Gli interessi rappresentano la prestazione corrispettiva gravante sul mutuatario.
Il secondo comma dell’articolo in questione (che originariamente prevedeva: “Se sono convenuti interessi usurari, la clausola è nulla e gli interessi sono dovuti solo nella misura legale”) è stato sostituito dalla legge 7.3.1996, n. 108, recante disposizioni in tema di lotta all’usura.
Il reato di usura disciplinato dall’art.644 c.p., appartenente alla categoria dei delitti contro il patrimonio, punisce con la reclusione da due a dieci anni e con la multa da 5.000 a 30.000 euro: “chiunque, fuori dei casi previsti dall’art. 643, si fa dare o promettere, sotto qualsiasi forma, per sé o per altri, in corrispettivo di una prestazione di denaro o di altra utilità, interessi o vantaggi usurari”.

Struttura del delitto d’usura

L’art. 644 c.p. distingue due fattispecie di usura: l’usura presunta o oggettiva, che ricorre quando si eccede la soglia d’usura, e l’usura concreta o soggettiva che, invece, ricorre nel caso di abuso dello stato di difficoltà della vittima, quale strumento di lucro indebito attraverso la sproporzione delle prestazioni.
In particolare, il terzo comma dell’art. 644 c.p. prevede, nel suo primo periodo, che “la legge stabilisce il limite oltre il quale gli interessi sono sempre usurari” (c.d. usura presunta o oggettiva), mentre la seconda parte del terzo comma dell’art.644 c.p. prevede che “sono altresì usurari gli interessi, anche se inferiori a tale limite, e gli altri vantaggi o compensi che, avuto riguardo alle concrete modalità del fatto e al tasso medio praticato per operazioni similari, risultano comunque sproporzionati rispetto alla prestazione di denaro o di altra utilità, ovvero all’opera di mediazione, quando chi li ha dati o promessi si trova in condizioni di difficoltà economica o finanziaria” (c.d. usura in concreto o soggettiva”).
Tanto premesso, deve osservarsi che la fattispecie dell’usura oggettiva configura un’ipotesi di “norma penale in bianco il cui precetto è destinato ad essere completato da un elemento esterno, che completa la fattispecie incriminatrice giacché rinvia, al fine di adeguare gli obblighi di legge alla determinazione del tasso soglia, ad una fonte diversa da quella penale, con carattere di temporaneità, con la conseguenza che la punibilità della condotta non dipende dalla normativa vigente al momento in cui viene emessa la decisione, ma dal momento in cui avviene l’accertamento”(Cass. pen. n.46669/2011).

* [RICHIESTA SCRITTA 1]
Nel testo sull'usura, quali pene prevede l'art. 644 c.p. per chi commette il reato di usura?
* [RICHIESTA SCRITTA 2]
Come si può riscrivere sotto forma di elenco il paragrafo del testo sull'usura che comincia con "L’art. 644 c.p. distingue due fattispecie", mantenendone i fatti principali?
* [RICHIESTA SCRITTA 3]
Secondo il testo sull'usura, perché la punibilità dell'usura oggettiva dipende dal momento dell'accertamento e non da quello in cui viene emessa la decisione?
Per rispondere, basati soltanto sul testo.

* [Estratti del dataset di annotazioni di posizione]
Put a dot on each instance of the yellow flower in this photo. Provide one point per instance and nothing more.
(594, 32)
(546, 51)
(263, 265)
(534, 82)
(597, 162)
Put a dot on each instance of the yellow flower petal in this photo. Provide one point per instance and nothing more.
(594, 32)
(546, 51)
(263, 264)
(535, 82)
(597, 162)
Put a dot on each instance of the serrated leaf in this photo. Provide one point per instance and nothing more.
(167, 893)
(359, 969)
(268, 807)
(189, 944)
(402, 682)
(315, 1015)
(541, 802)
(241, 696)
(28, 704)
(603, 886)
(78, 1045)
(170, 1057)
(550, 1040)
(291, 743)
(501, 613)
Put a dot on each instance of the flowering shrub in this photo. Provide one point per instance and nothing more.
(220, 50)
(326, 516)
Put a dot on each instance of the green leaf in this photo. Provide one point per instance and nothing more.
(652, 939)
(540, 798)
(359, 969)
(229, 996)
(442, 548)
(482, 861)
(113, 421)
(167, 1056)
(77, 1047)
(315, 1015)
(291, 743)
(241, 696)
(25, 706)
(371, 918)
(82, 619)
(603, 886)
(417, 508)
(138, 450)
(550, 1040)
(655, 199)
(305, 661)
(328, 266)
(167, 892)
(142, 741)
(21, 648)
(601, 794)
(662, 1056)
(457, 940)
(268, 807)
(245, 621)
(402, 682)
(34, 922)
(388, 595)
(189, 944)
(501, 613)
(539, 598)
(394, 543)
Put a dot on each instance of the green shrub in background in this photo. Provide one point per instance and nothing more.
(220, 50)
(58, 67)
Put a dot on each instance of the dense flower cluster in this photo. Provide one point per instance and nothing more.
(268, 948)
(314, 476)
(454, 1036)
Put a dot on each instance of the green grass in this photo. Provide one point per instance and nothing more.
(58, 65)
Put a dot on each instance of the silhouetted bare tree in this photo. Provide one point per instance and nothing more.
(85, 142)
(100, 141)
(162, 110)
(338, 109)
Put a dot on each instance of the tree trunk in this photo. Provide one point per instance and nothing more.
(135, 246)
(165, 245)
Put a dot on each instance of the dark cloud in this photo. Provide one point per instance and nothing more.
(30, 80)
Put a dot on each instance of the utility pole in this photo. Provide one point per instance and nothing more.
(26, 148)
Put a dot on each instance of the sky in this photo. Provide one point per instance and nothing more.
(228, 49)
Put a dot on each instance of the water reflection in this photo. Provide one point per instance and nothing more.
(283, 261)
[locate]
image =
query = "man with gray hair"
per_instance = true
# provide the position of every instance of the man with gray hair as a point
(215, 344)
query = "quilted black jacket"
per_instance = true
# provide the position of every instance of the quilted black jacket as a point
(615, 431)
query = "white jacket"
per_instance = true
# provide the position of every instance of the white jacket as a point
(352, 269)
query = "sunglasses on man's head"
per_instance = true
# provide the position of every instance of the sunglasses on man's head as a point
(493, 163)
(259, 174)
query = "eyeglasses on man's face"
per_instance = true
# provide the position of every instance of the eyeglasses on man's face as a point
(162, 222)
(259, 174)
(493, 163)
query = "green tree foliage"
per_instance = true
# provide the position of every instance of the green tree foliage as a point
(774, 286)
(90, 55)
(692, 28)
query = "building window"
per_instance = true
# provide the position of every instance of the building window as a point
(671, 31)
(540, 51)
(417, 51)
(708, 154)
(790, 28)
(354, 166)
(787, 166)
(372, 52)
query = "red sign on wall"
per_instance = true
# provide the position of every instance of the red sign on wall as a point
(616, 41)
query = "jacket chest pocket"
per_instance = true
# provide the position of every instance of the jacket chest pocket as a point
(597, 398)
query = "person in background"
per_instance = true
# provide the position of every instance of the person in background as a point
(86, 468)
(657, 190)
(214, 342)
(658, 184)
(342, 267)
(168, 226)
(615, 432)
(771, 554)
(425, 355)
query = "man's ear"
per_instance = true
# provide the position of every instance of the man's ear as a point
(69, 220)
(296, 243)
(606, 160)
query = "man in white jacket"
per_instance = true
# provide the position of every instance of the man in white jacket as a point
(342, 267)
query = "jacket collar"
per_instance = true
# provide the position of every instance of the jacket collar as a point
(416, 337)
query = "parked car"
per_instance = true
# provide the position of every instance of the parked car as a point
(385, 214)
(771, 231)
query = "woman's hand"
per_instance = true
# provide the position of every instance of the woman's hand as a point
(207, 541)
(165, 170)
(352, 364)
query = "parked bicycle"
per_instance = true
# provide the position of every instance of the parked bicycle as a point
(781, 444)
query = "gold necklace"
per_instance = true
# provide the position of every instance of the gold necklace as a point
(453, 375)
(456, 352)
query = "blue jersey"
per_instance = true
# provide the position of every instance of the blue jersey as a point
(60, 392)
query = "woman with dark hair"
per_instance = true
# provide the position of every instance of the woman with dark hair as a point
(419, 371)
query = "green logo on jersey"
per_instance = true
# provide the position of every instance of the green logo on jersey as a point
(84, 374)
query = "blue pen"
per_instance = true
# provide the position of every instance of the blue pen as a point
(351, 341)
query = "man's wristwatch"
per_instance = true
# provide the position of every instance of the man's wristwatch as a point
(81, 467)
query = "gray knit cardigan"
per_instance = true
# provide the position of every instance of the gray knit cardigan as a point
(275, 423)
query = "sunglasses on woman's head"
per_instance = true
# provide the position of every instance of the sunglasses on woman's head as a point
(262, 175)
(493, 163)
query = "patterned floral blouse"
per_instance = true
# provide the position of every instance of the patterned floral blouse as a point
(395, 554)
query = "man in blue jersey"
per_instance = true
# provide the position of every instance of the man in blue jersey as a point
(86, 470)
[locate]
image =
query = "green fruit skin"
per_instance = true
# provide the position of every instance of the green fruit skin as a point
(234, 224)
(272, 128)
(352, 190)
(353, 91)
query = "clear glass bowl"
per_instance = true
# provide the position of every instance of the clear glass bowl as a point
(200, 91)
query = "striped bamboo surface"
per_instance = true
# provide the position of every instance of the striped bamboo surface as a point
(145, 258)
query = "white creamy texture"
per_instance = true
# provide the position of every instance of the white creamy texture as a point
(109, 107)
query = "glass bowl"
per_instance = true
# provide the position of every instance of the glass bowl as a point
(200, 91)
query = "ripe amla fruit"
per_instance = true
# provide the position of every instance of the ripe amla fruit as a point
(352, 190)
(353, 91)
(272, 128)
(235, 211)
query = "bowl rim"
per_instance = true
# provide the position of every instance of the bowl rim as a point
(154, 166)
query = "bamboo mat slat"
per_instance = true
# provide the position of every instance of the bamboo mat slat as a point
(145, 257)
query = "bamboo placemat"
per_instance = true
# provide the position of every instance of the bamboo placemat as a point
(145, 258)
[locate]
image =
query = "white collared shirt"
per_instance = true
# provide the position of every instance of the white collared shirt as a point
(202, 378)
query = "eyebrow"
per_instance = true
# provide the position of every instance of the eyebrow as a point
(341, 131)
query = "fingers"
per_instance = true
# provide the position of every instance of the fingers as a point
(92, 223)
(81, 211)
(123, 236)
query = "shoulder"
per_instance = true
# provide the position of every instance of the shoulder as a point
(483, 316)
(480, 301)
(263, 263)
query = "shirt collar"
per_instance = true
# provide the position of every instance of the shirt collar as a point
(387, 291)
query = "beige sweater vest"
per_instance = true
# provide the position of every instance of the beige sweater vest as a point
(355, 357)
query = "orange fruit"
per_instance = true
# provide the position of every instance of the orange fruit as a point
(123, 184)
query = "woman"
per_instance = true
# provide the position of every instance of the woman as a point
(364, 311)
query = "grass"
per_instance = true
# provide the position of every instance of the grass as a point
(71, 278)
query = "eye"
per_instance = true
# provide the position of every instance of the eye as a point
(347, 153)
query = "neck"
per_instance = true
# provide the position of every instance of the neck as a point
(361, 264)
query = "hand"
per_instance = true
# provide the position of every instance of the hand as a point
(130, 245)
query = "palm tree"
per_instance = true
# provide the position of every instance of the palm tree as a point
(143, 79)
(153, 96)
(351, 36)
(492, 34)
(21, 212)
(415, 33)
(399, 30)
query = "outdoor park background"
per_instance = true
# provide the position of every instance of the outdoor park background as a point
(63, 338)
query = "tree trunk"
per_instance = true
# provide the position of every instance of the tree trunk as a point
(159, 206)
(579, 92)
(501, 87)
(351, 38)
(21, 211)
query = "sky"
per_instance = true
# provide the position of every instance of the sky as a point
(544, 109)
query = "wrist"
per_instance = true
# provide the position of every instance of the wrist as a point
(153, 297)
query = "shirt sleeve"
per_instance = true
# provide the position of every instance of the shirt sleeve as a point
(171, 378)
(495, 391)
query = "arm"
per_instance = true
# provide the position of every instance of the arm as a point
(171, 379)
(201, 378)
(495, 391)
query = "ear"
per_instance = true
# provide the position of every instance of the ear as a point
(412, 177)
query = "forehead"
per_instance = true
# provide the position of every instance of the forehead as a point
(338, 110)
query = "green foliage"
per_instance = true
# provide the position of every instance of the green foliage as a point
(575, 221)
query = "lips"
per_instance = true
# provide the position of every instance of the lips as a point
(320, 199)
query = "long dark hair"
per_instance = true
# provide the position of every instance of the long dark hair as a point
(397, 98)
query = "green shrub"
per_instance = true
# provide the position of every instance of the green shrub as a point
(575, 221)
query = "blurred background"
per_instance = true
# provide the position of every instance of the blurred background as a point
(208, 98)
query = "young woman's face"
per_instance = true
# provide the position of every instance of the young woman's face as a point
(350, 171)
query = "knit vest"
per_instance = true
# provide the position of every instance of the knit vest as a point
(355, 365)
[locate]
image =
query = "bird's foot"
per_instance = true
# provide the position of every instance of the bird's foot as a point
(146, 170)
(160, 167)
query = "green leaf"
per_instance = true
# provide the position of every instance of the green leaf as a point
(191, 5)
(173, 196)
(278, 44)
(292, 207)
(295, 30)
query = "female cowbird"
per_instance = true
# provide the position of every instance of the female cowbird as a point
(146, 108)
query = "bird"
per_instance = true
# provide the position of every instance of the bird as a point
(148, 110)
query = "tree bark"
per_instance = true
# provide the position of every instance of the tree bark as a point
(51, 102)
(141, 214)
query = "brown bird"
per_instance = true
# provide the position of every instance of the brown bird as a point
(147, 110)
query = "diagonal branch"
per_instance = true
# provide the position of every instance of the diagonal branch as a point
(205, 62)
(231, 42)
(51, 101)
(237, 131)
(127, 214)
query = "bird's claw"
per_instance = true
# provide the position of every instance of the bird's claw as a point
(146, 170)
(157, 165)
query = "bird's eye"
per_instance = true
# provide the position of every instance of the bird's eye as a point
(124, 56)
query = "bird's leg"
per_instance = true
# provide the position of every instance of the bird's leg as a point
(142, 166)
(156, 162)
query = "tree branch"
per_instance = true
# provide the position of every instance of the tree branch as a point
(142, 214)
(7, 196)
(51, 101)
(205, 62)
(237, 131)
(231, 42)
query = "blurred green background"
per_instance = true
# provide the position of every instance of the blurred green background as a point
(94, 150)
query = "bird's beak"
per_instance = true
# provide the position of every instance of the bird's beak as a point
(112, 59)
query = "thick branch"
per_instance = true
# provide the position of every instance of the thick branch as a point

* [SOLUZIONE SVOLTA 1]
La reclusione da due a dieci anni e la multa da 5.000 a 30.000 euro.

* [SOLUZIONE SVOLTA 2]
L'art. 644 c.p. distingue due fattispecie di usura:
- usura presunta o oggettiva: ricorre quando si supera la soglia d'usura;
- usura concreta o soggettiva: ricorre quando si abusa dello stato di difficoltà della vittima per ottenere un lucro indebito attraverso la sproporzione delle prestazioni.

* [SOLUZIONE SVOLTA 3]
L'usura oggettiva è una "norma penale in bianco": il suo precetto viene completato da un elemento esterno. Per adeguare gli obblighi di legge alla determinazione del tasso soglia, la norma rinvia infatti a una fonte diversa da quella penale, che ha carattere di temporaneità. Per questo conta il momento dell'accertamento e non quello della decisione.